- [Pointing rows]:
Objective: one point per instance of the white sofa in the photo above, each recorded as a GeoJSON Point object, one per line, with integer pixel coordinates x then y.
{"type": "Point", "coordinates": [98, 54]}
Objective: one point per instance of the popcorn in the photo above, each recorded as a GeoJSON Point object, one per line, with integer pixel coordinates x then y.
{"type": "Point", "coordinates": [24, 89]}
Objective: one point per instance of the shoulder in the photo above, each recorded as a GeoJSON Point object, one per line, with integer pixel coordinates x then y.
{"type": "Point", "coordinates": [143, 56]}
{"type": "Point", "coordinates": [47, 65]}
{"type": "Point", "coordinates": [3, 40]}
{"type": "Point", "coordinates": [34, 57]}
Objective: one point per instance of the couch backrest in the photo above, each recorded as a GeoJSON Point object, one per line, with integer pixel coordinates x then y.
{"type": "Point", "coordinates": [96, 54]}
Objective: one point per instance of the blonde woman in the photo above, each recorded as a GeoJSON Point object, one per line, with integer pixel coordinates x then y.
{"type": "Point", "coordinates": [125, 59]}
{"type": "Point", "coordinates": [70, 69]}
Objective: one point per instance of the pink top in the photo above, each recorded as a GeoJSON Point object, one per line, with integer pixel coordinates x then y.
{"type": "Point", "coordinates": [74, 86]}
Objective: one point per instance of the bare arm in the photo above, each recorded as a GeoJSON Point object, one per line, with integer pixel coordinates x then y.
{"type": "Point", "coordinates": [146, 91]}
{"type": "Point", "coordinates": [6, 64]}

- [PROBLEM DETAILS]: Write out the rows again from the line with "Objective: one point per instance of the bare" through the last row, swapping "bare arm" for "uncovered arm" and changing nothing else.

- [RESULT FOR THIS TASK]:
Objective: one point per instance of the uncovered arm in the photo above, each recorded as a GeoJSON Point object, one per line, with integer pixel coordinates x then y.
{"type": "Point", "coordinates": [146, 91]}
{"type": "Point", "coordinates": [6, 64]}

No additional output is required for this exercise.